▶ [TASK STATEMENT]:
Continue the dallasite care guide below, picking up right after its last sentence.

▶ [TEXT PASSAGE]:
--
Dallasite Value & Price
Price Range
Rough/Tumbled: $10 - $80 per palm stone or cabochon
Prices bounce around depending on the color contrast and how clean the polish actually looks up close. That bright green epidote with sharp, crisp quartz veins and hardly any pits will pull more money than a muddy slab with undercut spots you can catch with a fingernail.
Durability
Moderate — Scratch resistance: Good, Toughness: Good
It holds up fine in normal handling, but mixed hardness can cause undercutting and dull spots if it’s banged around or poorly polished.
How to Care for Dallasite
Use & Storage
Store polished pieces in a pouch or a divided box so harder stones don’t scuff the shine. If you’ve got a slab with little pits, keep it away from grit that can lodge in them.
Cleaning
1) Rinse with lukewarm water. 2) Use a drop of mild soap and a soft brush to get into tiny pits or quartz seams. 3) Rinse well and dry with a soft cloth.
Cleanse & Charge
For a simple reset, rinse and dry it, then leave it somewhere calm like a shelf away from direct sun. If you do smoke cleansing, keep it quick so soot doesn’t settle into pits.
Placement
On a desk it’s great as a tactile worry stone because it stays cool to the touch. In a display, aim a small light across the surface so the quartz veins catch and pop.
Caution
Skip ultrasonic cleaners and stay away from harsh acids, especially if your piece has sulfide grains or those softer chlorite zones. They’ll haze up fast, and you can actually see the dull spots start to creep in if you’ve ever watched one dry under a bright desk lamp. Why risk it?
--
▶ [RECORDED INFORMATION]:
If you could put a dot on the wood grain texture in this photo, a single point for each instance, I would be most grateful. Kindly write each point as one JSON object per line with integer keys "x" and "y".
--
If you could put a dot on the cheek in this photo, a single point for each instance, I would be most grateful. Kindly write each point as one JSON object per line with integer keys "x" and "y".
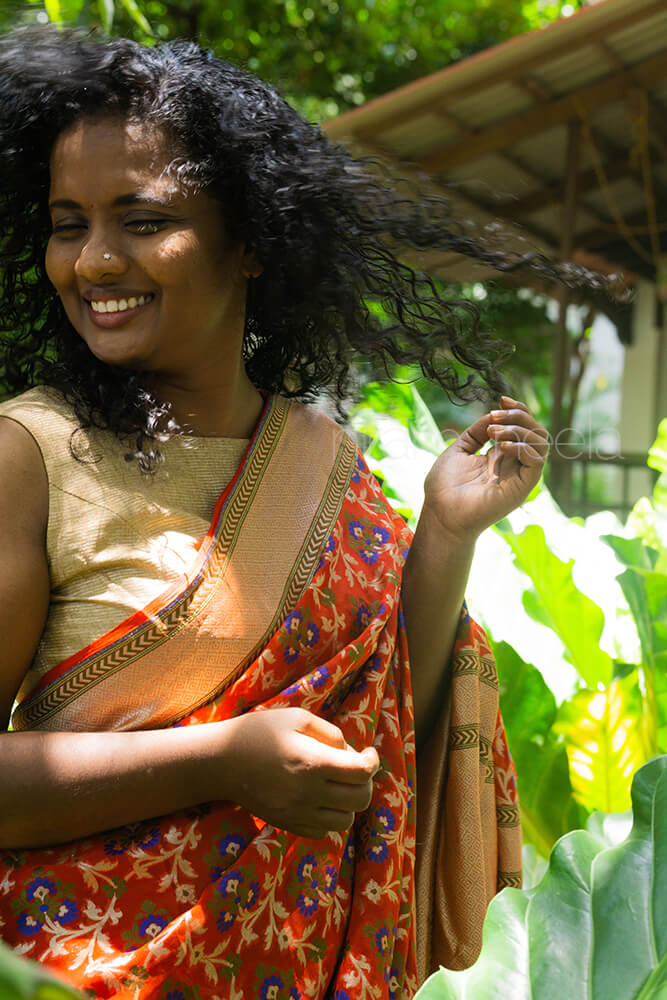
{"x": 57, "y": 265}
--
▶ [RESULT OF THE TASK]:
Works Well With
Dallasite Meaning & Healing Properties
A lot of people who pick up dallasite in the metaphysical aisle are really just responding to the mix. It feels earthy and kind of “busy” at the same time, like you’re holding a little slice of coastline that got frozen into stone. When I use it, it’s the one I reach for when my brain’s all over the place, not because I think it’s magic, but because my eyes can track the pattern and my hand gets something heavy and cool to hang onto.
Next to something single-mineral like clear quartz, dallasite comes off more grounding for a lot of folks. The green epidote-chlorite look tends to get linked with growth and repair, and the pink feldspar can read as comforting. But thing is, two pieces can feel totally different in your hand. I’ve had one slab that was slick like glass, and another that felt a little “grabby” because of tiny undercut spots you can catch with a fingernail if you run it along the surface (annoying, but also kind of interesting). That alone changes the whole vibe.
So if you’re using crystals as a support tool, keep it practical. Pair it with breathing, journaling, a short walk, or even just sitting still for a minute and noticing what you’re actually doing. And look, if you’ve got real health stuff going on, this is still a rock and a routine. Not medical care.